■ **TAREFA A**: No texto sobre Ilo Krugli, qual foi o primeiro espetáculo da companhia Ventoforte?

:: TRECHO DO TEXTO ::

Uma lembrança. Quando tinha sete, oito anos, o menino não pôde ir com os colegas de escola a uma apresentação teatral. Faltava-lhe dinheiro para o ingresso e para o transporte. No dia seguinte, soube em sala de aula como fora a peça. Moldou-a à imaginação, memorizou as falas e, pouco tempo depois, chamou a turma para brincar de teatro com aquela mesma história que, em adulto, descobriu tratar-se de "O Príncipe Feliz", do inglês Oscar Wilde.

Foi ali que Ilo Krugli, 73, considera ter enraizado o carismático contador de histórias que é.

"O sofrimento não é um mero trampolim para a criação do artista. Não sou tudo o que sou porque fui pobre. Como criança, eu merecia muito mais", diz Krugli, com medo da equação perversa de que se ganha pelo déficit.

Ator, diretor, dramaturgo e artista plástico, Krugli faz teatro em meio a retalhos, sucatas, bonecos, poemas, música, dança, atores e público, tudo e todos comungados no espírito de festa que imprime às apresentações.

Quem assiste à montagem de "Victor Hugo, Onde Você Está?", uma das atrações de hoje do Festival Internacional de Teatro de São José do Rio Preto, por exemplo, vai deparar com elementos cênicos e dramatúrgicos que transitam naturalmente os universos do adulto e da criança.

Tem sido assim desde o primeiro espetáculo da companhia Ventoforte, "Histórias de Lenços e Ventos" (1974), que lançou o grupo no Rio de Janeiro, 30 anos atrás, e assoprava liberdade em tempos de ditadura militar.

:::
:: REGISTROS FORNECIDOS ::

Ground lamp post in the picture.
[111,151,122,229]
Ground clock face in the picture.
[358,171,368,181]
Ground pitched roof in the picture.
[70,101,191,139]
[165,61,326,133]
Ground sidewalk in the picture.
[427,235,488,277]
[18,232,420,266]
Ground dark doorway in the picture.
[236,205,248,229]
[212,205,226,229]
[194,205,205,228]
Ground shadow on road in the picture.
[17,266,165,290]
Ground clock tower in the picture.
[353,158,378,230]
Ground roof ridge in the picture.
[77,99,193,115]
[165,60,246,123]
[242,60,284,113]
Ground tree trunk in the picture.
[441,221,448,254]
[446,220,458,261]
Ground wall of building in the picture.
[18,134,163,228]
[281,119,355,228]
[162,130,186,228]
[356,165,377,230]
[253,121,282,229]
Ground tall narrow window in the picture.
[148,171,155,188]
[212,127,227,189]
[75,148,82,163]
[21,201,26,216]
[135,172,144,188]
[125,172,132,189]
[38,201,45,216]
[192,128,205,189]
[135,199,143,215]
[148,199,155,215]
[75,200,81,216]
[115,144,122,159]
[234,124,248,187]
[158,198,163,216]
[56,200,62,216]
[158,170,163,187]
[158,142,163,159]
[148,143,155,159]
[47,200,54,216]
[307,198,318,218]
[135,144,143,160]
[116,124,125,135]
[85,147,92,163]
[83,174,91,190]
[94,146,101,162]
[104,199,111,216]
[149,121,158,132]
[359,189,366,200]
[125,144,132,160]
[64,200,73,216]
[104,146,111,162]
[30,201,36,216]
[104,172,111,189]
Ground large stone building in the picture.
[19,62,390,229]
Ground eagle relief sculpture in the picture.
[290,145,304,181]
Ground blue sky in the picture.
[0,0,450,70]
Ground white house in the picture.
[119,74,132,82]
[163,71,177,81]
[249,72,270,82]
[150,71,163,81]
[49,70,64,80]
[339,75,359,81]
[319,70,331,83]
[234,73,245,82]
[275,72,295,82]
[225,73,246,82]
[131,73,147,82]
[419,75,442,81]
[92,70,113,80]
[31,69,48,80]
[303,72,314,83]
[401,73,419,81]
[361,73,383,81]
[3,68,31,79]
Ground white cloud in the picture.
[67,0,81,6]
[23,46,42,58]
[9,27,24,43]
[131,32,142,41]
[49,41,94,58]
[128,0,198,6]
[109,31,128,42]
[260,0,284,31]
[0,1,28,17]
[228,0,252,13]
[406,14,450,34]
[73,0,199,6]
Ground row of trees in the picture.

:::

■ **TAREFA B**: Reescreva o trecho da listagem que começa na linha contendo "Ground clock face in the picture." e termina na linha contendo "[242,60,284,113]", trocando "Ground" por "Locate" e mantendo todo o resto igual. Entregue somente essas linhas.

■ **RESPOSTA CORRETA A**: Foi "Histórias de Lenços e Ventos", de 1974.

■ **RESPOSTA CORRETA B**:
Locate clock face in the picture.
[358,171,368,181]
Locate pitched roof in the picture.
[70,101,191,139]
[165,61,326,133]
Locate sidewalk in the picture.
[427,235,488,277]
[18,232,420,266]
Locate dark doorway in the picture.
[236,205,248,229]
[212,205,226,229]
[194,205,205,228]
Locate shadow on road in the picture.
[17,266,165,290]
Locate clock tower in the picture.
[353,158,378,230]
Locate roof ridge in the picture.
[77,99,193,115]
[165,60,246,123]
[242,60,284,113]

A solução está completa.